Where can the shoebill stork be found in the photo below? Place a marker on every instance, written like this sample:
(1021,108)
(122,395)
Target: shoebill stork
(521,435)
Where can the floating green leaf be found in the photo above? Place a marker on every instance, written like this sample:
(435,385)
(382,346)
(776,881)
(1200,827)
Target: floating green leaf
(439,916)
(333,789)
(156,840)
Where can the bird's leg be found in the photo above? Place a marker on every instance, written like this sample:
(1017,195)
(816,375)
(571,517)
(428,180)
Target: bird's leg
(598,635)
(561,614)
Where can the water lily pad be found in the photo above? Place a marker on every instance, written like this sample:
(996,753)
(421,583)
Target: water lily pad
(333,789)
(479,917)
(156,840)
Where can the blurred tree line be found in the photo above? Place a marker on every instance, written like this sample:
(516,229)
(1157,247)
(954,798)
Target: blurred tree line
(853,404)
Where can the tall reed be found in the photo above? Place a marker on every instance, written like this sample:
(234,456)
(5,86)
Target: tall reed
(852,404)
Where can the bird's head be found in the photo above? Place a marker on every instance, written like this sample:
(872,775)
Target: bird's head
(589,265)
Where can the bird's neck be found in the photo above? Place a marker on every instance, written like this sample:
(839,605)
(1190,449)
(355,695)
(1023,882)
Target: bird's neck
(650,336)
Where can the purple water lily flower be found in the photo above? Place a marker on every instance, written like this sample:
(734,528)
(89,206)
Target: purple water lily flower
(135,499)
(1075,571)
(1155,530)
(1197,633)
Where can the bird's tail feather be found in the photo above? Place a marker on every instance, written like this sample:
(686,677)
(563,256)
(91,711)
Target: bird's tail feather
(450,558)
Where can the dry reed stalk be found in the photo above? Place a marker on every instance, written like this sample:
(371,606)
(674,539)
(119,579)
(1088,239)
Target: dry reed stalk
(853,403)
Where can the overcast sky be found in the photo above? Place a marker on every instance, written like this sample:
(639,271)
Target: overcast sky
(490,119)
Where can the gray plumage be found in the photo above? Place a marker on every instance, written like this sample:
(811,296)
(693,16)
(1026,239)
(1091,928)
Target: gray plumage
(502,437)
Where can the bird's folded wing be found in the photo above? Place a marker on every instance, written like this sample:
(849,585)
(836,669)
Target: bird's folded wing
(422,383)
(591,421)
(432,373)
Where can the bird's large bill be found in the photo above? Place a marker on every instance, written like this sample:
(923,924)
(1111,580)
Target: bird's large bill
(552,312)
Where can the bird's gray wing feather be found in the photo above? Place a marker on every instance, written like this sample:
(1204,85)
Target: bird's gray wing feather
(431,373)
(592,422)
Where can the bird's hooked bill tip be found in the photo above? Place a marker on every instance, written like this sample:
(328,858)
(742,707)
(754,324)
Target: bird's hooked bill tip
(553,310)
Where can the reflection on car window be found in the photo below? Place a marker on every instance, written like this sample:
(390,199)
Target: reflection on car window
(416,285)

WORK ORDER: Please repeat the entries above exactly as they read.

TASK SOLUTION:
Where can the shoebill stork be found in the photo below? Place a marker on every instance, written like this sample:
(1021,108)
(122,395)
Target: shoebill stork
(521,435)
Where can the floating green leaf be found in the photo above? Place a marker on every instance, written like this sample:
(435,385)
(382,346)
(776,881)
(1200,827)
Target: floating green leaf
(439,916)
(333,789)
(156,840)
Where can the bird's leg be found in the photo above? Place a marker on every instance, written like this sample:
(1017,195)
(816,375)
(571,517)
(428,180)
Target: bird's leg
(598,635)
(561,614)
Where can the water lily pad be found in the photo above? Place a marker on every instance, written like this sample:
(996,753)
(421,583)
Target: water lily pad
(333,789)
(479,917)
(156,840)
Where can the blurred tree line be found in the photo above? Place a marker on every instance, written like this sample:
(516,229)
(1157,247)
(954,798)
Target: blurred tree line
(853,404)
Where can the tall reed be found in the photo above? Place a marker on every instance, written like this sample:
(234,456)
(5,86)
Target: tall reed
(852,404)
Where can the bird's head be found in the photo above? Place a marker on every instance, written like this sample:
(872,775)
Target: bird's head
(589,265)
Where can the bird's neck be found in the photo above? Place a marker on every instance, written like this sample:
(839,605)
(1190,449)
(355,695)
(1023,882)
Target: bird's neck
(650,336)
Where can the purple water lily flower be found in the photo above? Place a marker on every instance, written like this sample:
(734,528)
(89,206)
Target: purple water lily flower
(135,499)
(1075,571)
(1155,530)
(1197,633)
Where can the bird's tail feather be found in the photo above? Place a marker on every instance, written like this sample:
(686,677)
(563,256)
(91,711)
Target: bird's tail feather
(450,558)
Where can the dry reed stalk be found in the photo above? Place a marker on every instance, written like this sample:
(371,606)
(674,539)
(119,579)
(1088,239)
Target: dry reed stalk
(853,403)
Where can the overcast sky be found in the photo above? Place a marker on every instance, written like this sample:
(639,271)
Target: overcast sky
(490,119)
Where can the gray plumage be found in the photo above? Place a marker on every instance, written like this sample:
(811,296)
(693,16)
(1026,239)
(1091,928)
Target: gray plumage
(502,437)
Where can the bird's folded wing be found in the photo above? Place a marker on every instance, written like this sample:
(849,585)
(836,669)
Target: bird's folded wing
(422,383)
(591,421)
(432,373)
Where can the bird's large bill be found in the photo above? Place a marker on every instance, written like this sample:
(923,924)
(1111,580)
Target: bird's large bill
(552,312)
Where can the bird's gray wing feather be found in the photo above? Place a marker on every instance, written like this sample:
(1204,85)
Target: bird's gray wing feather
(431,373)
(592,422)
Where can the bird's hooked bill tip be found in the photo above? Place a marker on every instance, written like this sample:
(328,858)
(742,707)
(754,324)
Target: bird's hooked bill tip
(553,310)
Where can the reflection on car window be found in the photo below? Place a marker on every instance, written like this sample:
(390,199)
Target: reflection on car window
(416,285)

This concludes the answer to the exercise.